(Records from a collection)
--- start ---

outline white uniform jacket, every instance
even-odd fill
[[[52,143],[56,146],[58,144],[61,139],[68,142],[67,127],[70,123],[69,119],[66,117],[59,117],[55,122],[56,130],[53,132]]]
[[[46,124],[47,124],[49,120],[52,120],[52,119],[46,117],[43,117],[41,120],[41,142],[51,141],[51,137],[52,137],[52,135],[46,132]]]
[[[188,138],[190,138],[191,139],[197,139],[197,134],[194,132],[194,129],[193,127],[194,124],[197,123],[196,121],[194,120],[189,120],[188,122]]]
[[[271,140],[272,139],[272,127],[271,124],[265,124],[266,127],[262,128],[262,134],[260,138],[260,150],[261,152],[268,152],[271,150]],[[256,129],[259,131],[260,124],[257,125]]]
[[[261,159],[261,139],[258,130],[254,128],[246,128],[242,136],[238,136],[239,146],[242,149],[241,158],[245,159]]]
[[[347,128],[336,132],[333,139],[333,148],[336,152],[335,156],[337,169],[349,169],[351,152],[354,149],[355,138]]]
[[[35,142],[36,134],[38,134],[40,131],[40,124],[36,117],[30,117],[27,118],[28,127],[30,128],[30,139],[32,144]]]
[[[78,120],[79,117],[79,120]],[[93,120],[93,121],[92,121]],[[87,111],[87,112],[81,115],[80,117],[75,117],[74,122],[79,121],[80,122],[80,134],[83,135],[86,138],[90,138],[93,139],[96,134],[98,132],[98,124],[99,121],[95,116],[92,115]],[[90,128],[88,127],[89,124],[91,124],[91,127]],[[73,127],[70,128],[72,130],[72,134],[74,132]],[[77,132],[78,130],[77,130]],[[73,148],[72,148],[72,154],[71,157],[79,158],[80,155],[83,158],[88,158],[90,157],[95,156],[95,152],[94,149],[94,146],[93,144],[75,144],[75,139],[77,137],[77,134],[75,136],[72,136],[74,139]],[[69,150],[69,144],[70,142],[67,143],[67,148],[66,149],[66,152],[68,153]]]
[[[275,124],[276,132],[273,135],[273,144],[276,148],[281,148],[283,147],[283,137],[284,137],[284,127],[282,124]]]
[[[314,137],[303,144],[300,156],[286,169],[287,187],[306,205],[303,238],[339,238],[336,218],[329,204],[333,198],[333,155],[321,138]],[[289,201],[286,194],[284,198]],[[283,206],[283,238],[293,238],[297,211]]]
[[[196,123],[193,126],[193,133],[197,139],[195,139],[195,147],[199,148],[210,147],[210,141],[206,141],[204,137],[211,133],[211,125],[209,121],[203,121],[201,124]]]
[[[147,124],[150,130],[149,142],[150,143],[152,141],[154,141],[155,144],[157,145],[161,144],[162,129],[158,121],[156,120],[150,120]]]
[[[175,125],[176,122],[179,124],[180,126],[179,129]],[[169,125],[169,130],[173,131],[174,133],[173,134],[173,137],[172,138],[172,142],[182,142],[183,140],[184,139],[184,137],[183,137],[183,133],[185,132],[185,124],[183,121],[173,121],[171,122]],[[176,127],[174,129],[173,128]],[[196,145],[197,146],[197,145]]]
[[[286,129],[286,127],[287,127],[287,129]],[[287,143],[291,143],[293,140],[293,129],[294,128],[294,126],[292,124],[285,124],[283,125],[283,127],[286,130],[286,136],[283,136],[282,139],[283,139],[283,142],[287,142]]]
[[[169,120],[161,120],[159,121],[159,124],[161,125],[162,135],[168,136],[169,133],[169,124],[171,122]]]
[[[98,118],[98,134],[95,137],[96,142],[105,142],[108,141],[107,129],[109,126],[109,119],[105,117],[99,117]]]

--- end ---
--- start ---

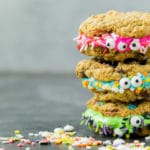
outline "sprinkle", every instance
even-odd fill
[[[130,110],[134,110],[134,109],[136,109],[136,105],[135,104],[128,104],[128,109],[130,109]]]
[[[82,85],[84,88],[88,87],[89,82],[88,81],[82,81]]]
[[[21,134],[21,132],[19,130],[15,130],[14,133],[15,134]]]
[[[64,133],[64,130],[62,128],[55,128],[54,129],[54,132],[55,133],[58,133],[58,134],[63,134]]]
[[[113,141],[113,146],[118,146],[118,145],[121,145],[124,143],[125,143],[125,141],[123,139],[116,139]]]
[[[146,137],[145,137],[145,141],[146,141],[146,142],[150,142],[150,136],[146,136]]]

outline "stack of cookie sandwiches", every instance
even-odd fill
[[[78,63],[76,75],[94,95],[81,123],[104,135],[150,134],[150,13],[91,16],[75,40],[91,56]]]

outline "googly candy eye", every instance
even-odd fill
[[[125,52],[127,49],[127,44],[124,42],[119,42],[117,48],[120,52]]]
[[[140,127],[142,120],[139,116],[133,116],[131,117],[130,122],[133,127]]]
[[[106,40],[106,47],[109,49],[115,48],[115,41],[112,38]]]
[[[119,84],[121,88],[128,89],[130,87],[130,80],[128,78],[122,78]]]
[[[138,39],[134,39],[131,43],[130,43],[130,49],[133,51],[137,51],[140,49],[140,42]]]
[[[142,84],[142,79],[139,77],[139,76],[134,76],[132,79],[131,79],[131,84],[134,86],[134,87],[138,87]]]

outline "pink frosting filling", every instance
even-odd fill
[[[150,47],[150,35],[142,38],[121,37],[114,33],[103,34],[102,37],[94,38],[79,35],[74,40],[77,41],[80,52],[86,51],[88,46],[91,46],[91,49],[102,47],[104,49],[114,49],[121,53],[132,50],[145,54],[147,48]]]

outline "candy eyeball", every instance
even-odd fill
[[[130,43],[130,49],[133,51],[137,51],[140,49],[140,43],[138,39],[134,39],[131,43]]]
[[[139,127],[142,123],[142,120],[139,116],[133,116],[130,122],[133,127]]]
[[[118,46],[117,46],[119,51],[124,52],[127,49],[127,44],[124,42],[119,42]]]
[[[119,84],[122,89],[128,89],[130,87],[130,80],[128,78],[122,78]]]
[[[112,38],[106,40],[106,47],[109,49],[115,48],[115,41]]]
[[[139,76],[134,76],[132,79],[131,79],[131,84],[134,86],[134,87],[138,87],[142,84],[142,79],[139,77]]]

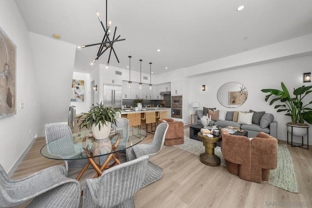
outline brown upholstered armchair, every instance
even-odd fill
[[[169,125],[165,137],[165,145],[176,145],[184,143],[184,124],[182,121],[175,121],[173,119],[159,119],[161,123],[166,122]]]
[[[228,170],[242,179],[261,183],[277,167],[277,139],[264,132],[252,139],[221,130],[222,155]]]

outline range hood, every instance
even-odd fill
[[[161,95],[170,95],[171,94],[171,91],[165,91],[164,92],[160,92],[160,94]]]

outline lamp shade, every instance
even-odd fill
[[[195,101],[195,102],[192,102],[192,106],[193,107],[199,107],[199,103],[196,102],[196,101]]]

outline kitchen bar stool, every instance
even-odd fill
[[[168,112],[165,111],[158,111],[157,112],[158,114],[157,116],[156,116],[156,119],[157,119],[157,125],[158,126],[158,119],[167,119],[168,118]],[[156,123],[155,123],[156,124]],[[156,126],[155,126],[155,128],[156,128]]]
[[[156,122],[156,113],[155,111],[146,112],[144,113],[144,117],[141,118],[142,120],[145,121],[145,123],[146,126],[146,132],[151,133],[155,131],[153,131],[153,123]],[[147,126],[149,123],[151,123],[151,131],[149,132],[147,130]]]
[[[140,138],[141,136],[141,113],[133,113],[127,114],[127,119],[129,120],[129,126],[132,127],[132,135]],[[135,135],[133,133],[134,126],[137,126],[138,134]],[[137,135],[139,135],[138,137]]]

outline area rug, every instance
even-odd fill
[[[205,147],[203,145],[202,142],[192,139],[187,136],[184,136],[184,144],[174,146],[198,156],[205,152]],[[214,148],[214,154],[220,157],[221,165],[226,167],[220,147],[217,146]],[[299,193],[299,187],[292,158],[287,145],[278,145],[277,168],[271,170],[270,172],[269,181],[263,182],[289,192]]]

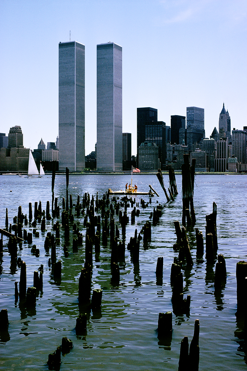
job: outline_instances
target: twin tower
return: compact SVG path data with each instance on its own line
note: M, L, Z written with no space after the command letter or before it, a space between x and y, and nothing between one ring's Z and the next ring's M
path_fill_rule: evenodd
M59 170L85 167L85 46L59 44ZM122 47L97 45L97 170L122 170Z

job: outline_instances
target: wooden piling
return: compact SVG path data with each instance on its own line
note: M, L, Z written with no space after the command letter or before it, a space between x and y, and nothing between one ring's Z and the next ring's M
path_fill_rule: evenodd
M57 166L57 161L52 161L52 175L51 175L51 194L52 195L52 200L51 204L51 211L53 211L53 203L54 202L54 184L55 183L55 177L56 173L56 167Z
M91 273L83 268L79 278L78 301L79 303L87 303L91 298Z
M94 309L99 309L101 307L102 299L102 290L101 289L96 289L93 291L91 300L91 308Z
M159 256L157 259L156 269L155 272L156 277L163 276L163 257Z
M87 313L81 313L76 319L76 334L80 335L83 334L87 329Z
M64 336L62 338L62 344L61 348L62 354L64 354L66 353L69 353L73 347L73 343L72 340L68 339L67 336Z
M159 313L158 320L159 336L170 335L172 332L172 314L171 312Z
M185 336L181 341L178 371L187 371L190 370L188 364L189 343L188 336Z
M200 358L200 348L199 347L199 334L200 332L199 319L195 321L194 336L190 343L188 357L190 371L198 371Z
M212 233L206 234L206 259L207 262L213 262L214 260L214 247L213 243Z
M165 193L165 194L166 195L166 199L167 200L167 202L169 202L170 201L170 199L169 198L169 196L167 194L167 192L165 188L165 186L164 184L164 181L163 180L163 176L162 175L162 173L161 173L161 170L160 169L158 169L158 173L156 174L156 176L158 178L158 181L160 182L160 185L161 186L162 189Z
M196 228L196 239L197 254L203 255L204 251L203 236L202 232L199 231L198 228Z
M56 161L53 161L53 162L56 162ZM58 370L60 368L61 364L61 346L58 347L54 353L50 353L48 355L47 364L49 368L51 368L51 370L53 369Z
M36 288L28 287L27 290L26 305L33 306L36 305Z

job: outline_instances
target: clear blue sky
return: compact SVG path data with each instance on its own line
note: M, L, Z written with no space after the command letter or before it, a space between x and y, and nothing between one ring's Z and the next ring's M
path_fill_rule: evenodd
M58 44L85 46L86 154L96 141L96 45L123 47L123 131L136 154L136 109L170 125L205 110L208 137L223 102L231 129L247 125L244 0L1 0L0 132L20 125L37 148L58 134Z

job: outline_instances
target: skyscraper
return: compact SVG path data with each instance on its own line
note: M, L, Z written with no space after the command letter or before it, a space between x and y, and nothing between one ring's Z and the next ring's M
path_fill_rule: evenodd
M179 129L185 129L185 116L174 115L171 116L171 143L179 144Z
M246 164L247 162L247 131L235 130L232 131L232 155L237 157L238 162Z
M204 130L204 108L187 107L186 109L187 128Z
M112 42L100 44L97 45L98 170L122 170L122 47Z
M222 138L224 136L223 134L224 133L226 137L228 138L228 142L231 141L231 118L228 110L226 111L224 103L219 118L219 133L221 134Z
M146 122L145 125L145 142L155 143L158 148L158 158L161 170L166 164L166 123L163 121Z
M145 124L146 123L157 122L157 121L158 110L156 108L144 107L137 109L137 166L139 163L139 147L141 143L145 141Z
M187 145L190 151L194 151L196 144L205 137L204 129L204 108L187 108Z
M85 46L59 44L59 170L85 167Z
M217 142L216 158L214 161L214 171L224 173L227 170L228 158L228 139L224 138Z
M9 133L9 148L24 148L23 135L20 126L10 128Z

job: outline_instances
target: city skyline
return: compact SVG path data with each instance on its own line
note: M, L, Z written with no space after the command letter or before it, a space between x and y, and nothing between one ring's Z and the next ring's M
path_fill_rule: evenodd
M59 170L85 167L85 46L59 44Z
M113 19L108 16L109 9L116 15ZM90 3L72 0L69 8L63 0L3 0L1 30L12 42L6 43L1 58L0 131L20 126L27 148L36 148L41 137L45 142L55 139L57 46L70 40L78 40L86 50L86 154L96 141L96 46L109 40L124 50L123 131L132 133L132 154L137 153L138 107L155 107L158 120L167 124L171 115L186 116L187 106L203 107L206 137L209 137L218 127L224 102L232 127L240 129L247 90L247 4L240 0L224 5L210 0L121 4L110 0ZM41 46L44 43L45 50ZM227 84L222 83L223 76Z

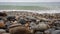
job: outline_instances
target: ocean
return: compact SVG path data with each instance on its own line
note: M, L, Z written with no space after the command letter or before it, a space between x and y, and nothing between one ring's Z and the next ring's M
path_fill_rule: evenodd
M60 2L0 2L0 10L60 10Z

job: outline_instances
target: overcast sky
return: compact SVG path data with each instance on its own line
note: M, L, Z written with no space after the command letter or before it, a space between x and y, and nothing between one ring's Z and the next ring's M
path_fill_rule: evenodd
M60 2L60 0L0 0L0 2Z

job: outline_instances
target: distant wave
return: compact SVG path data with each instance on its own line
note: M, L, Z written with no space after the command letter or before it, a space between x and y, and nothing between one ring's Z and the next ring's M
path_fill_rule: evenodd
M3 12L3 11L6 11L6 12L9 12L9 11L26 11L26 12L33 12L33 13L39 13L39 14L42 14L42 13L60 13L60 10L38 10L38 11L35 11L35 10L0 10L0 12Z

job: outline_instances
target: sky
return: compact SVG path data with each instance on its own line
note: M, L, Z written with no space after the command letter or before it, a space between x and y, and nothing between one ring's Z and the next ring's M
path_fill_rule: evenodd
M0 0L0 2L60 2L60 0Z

--- end ---

Can you rewrite the records from the line with "outline range hood, every instance" to the line with "M59 170L85 167L85 46L59 44ZM122", switching "area rug" to "floor rug" and changing nothing else? Leave the pictures out.

## [RIGHT ANSWER]
outline range hood, every instance
even-odd fill
[[[161,95],[170,95],[171,94],[171,91],[165,91],[164,92],[160,92],[160,94]]]

outline lamp shade, every instance
even-odd fill
[[[195,101],[195,102],[192,102],[192,106],[193,107],[199,107],[199,103],[196,102],[196,101]]]

outline kitchen bar stool, every instance
even-odd fill
[[[168,112],[165,111],[158,111],[157,112],[158,114],[157,116],[156,116],[156,119],[157,119],[157,125],[158,126],[158,119],[167,119],[168,118]],[[156,123],[155,123],[156,124]],[[156,126],[155,126],[155,128],[156,128]]]
[[[156,122],[156,113],[155,111],[146,112],[144,113],[144,117],[141,118],[142,120],[145,121],[145,123],[146,126],[146,132],[151,133],[155,131],[153,131],[153,123]],[[147,126],[149,123],[151,123],[151,131],[149,132],[147,130]]]
[[[140,138],[141,136],[141,113],[133,113],[127,114],[127,119],[129,120],[129,126],[132,127],[132,135]],[[135,135],[133,133],[134,126],[137,126],[138,134]],[[137,135],[139,135],[138,137]]]

outline floor rug, every instance
even-odd fill
[[[205,147],[203,145],[202,142],[192,139],[187,136],[184,136],[184,144],[174,146],[198,156],[205,152]],[[214,148],[214,154],[220,157],[221,165],[226,167],[220,147],[217,146]],[[299,193],[299,187],[292,158],[287,145],[278,145],[277,168],[271,170],[270,172],[269,181],[263,182],[289,192]]]

job: outline_instances
target: twin tower
return: compact SVG path data with each instance on its own line
note: M, L, Z written with no space after the command letter or before it, a space between x and y, and nothing between one ring's Z and the next ring's M
path_fill_rule: evenodd
M59 170L85 167L85 46L59 44ZM122 47L97 45L97 170L122 170Z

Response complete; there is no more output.